Dataset items
__________

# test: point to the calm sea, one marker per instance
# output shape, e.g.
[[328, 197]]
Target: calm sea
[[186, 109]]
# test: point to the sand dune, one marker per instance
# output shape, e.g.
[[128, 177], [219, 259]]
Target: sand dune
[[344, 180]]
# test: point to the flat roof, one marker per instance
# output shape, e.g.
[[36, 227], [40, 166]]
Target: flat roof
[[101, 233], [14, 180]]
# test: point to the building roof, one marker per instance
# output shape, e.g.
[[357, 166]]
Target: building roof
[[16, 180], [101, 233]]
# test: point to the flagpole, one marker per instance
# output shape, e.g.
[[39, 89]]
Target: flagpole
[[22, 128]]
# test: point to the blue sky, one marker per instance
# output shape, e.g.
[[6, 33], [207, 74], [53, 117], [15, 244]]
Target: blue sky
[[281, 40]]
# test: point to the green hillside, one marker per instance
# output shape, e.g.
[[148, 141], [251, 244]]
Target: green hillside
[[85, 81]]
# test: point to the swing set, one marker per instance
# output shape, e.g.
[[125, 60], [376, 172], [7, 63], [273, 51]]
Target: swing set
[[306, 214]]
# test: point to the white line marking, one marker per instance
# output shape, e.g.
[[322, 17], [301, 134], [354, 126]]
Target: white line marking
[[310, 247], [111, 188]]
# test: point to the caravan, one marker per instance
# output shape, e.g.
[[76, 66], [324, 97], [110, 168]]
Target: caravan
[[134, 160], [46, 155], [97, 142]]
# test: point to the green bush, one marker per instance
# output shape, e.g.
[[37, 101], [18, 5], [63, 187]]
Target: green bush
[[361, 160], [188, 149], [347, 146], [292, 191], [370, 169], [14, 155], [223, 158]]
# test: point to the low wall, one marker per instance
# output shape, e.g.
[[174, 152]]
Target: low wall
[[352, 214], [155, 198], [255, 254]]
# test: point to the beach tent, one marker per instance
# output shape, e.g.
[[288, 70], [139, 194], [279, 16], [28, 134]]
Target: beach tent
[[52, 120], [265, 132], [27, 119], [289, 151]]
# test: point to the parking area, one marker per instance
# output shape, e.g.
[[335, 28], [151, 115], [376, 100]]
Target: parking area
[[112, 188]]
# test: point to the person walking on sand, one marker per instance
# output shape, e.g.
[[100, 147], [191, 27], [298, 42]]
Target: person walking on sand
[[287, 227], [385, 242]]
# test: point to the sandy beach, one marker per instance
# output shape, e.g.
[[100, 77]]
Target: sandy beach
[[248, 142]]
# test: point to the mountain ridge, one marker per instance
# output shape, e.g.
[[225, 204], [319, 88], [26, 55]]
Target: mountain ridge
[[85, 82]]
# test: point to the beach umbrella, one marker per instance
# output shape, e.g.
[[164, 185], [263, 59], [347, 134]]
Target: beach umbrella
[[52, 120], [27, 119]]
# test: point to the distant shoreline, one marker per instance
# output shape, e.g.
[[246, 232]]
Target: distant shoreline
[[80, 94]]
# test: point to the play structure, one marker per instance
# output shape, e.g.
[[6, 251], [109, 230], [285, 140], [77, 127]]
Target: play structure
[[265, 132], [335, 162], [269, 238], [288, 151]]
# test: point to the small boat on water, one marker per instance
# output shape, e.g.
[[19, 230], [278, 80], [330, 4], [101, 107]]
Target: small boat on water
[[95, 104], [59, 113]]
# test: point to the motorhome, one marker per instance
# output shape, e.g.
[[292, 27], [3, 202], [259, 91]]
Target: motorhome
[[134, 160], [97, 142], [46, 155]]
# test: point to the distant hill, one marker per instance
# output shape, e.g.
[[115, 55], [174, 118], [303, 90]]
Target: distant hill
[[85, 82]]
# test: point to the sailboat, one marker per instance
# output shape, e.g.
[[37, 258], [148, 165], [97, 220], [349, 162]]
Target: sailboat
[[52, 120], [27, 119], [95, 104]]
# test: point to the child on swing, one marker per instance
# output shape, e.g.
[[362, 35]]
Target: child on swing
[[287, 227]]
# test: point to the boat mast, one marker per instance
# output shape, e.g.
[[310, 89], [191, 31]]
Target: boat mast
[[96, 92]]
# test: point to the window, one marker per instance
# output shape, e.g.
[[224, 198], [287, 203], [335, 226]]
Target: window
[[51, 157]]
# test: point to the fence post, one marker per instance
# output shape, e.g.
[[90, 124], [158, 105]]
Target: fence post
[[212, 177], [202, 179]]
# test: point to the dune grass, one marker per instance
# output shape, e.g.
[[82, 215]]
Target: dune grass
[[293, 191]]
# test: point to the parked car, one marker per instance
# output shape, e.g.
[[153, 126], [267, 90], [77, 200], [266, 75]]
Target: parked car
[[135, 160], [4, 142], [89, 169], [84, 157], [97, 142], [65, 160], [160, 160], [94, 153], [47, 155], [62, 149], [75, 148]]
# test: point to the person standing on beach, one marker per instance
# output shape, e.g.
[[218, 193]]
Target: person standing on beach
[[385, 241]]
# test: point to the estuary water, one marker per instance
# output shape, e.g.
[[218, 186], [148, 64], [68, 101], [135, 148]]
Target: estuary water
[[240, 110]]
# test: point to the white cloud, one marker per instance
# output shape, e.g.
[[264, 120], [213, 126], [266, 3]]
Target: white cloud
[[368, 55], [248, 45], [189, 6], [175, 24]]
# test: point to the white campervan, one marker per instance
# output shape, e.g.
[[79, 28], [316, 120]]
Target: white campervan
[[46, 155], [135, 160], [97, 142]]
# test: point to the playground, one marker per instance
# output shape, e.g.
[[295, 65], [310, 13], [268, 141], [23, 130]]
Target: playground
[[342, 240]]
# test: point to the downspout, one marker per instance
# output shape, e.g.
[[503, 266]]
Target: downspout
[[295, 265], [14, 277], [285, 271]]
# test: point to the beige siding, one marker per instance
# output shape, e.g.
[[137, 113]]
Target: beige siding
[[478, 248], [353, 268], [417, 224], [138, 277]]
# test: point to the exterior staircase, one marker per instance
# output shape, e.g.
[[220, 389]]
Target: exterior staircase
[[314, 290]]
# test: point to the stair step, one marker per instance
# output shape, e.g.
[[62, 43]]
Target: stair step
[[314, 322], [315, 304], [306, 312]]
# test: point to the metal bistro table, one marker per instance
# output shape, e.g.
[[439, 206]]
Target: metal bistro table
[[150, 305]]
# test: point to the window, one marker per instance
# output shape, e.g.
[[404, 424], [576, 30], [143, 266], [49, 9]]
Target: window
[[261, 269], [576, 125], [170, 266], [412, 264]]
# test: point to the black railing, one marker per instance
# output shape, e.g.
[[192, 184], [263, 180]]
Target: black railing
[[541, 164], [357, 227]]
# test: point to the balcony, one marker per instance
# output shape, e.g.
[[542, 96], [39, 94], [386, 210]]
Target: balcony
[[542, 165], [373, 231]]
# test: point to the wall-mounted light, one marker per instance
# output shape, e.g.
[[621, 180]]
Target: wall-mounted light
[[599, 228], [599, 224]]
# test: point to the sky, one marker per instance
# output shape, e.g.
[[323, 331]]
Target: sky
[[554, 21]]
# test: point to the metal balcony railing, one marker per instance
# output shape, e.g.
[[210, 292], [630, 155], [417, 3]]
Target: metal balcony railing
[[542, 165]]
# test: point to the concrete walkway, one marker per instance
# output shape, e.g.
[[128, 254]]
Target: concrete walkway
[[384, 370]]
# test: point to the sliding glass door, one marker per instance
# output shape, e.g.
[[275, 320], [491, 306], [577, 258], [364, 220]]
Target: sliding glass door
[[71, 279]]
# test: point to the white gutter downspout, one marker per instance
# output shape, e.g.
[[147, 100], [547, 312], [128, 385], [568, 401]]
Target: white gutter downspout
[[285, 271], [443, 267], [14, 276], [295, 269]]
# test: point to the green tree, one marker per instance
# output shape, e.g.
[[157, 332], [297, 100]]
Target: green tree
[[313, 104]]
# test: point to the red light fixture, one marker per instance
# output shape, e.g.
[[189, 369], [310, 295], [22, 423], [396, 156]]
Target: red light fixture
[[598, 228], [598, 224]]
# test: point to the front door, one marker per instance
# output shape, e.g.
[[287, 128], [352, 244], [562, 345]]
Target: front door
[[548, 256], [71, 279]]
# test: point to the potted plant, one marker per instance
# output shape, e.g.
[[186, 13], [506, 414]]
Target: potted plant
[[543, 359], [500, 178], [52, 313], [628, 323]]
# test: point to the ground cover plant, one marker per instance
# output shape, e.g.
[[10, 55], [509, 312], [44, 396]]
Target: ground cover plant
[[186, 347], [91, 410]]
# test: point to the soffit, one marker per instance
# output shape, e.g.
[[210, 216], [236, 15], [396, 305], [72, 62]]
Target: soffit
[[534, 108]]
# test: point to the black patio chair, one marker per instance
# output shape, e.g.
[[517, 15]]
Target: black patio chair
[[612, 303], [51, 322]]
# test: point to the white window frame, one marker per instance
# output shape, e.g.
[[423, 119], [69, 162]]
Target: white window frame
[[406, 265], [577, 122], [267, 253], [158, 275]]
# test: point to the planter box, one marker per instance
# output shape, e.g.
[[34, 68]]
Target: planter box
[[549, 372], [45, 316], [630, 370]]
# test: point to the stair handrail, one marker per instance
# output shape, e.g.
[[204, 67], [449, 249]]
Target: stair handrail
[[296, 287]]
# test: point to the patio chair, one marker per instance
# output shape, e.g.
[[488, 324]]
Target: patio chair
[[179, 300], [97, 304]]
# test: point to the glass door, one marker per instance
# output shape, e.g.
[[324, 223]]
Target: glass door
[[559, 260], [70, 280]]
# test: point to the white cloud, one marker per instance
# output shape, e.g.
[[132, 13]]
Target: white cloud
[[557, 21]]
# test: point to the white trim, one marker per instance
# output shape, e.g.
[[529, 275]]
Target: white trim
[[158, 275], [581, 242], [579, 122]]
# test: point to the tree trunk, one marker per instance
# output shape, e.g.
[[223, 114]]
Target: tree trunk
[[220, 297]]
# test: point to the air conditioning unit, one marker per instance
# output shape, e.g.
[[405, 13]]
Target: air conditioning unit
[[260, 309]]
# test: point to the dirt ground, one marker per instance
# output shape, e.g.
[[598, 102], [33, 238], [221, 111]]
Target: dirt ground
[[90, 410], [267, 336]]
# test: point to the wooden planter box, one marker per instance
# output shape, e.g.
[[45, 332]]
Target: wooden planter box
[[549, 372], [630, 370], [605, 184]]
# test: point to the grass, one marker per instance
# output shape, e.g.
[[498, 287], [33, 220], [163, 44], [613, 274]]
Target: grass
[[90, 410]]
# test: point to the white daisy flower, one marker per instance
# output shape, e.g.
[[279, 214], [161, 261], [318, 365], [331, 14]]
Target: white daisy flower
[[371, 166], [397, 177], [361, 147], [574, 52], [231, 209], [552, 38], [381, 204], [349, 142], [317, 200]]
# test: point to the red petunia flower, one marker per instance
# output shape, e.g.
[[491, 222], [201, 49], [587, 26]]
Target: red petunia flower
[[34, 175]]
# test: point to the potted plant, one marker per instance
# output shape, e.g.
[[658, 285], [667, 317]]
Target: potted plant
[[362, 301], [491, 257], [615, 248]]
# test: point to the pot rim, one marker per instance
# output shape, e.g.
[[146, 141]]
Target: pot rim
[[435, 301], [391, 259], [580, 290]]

__________

**TASK DETAILS**. Copy the entries above exactly, but only from the line holding "# test: point to the boat" through the line holding "[[153, 126], [267, 90], [77, 200], [266, 75]]", both included.

**SOLUTION TO THIS EXERCISE**.
# test: point to the boat mast, one marker per instance
# output shape, e.g.
[[310, 89], [191, 31]]
Target: boat mast
[[96, 92]]
# test: point to the window, one marker per instance
# output shape, e.g.
[[224, 198], [287, 203], [335, 226]]
Target: window
[[51, 157]]
# test: point to the fence post, one marker per instance
# output shape, e.g.
[[90, 124], [158, 105]]
Target: fence post
[[212, 177], [202, 179]]
# test: point to the dune grass, one marker per instance
# output shape, e.g.
[[82, 215]]
Target: dune grass
[[293, 191]]
# test: point to the parked car, one marker per instance
# output shape, e.g.
[[153, 126], [267, 90], [77, 200], [266, 75]]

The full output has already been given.